BEGIN Passage shown

For example, their article states: "(..) consider a commonly-envisioned proof strategy for proving P != NP:

  • Formulate some mathematical notion of "discrepancy" or "scatter" or "variation" of the values of a Boolean function, or of an associated polytope or other structure. (..)
  • Show by an inductive argument that polynomial-sized circuits can only compute functions of "low" discrepancy. (..)
  • Then show that SAT, or some other function in NP, has "high" discrepancy.

Our main theorem in Section 4 gives evidence that no proof strategy along these lines can ever succeed."

A property is natural if it meets the constructivity and largeness conditions defined by Razborov and Rudich. Roughly speaking, the constructivity condition requires that a property be decidable in polynomial time when the truth table of a boolean function is given as input. Properties that are easy to understand are likely to satisfy this condition, so simple proof techniques will probably not resolve the P vs. NP question. The largeness condition requires that the property hold for a sufficiently large number of the set of all boolean functions.

END Passage shown

> [Problems to solve]:
1. The passage on natural proofs quotes three words as candidate names for a mathematical notion of how the values of a Boolean function vary. List those words.
2. Extend the passage on natural proofs with the next few sentences, starting right after its last one.

BEGIN Material shown

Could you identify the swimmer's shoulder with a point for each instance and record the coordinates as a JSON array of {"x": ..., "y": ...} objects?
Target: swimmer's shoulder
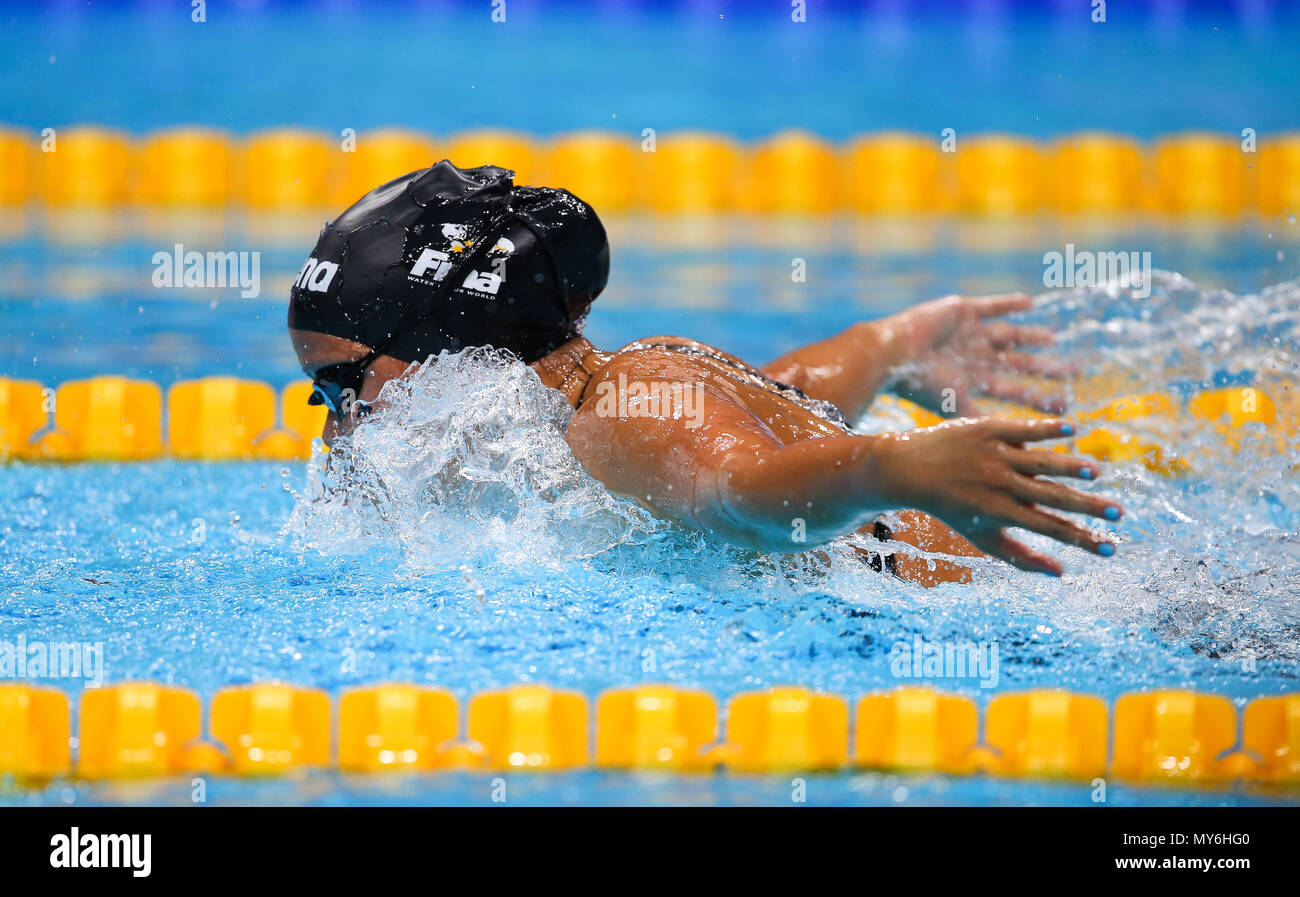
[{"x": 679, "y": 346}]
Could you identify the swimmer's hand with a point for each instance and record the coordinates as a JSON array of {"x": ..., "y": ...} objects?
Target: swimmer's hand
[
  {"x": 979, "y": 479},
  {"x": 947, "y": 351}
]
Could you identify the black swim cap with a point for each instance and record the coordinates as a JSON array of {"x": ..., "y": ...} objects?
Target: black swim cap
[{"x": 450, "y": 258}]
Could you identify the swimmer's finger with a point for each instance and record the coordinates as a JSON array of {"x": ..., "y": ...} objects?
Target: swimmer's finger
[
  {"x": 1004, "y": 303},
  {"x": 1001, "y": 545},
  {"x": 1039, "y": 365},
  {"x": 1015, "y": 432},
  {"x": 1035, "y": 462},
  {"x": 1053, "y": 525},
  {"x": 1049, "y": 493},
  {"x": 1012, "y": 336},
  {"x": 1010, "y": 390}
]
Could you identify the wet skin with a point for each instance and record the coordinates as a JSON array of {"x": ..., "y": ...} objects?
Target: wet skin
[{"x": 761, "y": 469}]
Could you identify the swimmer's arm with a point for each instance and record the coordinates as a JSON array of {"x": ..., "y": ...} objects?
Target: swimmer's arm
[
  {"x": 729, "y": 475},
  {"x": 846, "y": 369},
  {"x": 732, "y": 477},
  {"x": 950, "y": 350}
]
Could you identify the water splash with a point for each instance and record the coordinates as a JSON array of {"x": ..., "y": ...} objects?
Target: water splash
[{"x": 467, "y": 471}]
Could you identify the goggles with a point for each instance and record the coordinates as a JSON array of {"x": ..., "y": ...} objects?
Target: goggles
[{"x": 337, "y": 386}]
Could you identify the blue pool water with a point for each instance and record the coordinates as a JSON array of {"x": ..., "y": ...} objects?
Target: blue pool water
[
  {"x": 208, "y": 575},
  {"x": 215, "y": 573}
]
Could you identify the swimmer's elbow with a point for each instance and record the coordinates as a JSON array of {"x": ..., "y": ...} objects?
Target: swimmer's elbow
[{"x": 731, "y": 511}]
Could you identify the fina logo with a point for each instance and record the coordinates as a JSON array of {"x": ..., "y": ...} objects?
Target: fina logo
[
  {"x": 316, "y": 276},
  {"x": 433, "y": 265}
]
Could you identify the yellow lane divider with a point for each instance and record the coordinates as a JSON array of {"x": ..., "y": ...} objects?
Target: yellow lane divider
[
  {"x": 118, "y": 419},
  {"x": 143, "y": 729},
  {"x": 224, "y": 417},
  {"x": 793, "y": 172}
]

END Material shown

> [Results by task]:
1. "discrepancy", "scatter", "variation"

2.
A property is useful against a complexity class, P/poly in the paper, if any sequence of functions having the property do not belong to that complexity class.

Razborov and Rudich give a number of examples of lower-bound proofs that naturalize: for example, the proof that the parity problem is not in the complexity class AC0. This is strong evidence that the techniques used in these proofs cannot be extended to show stronger lower bounds. In particular, AC0-natural proofs cannot be useful against AC0[m].

Razborov and Rudich also demonstrate unconditionally that natural proofs cannot prove exponential lower bounds for the discrete logarithm problem.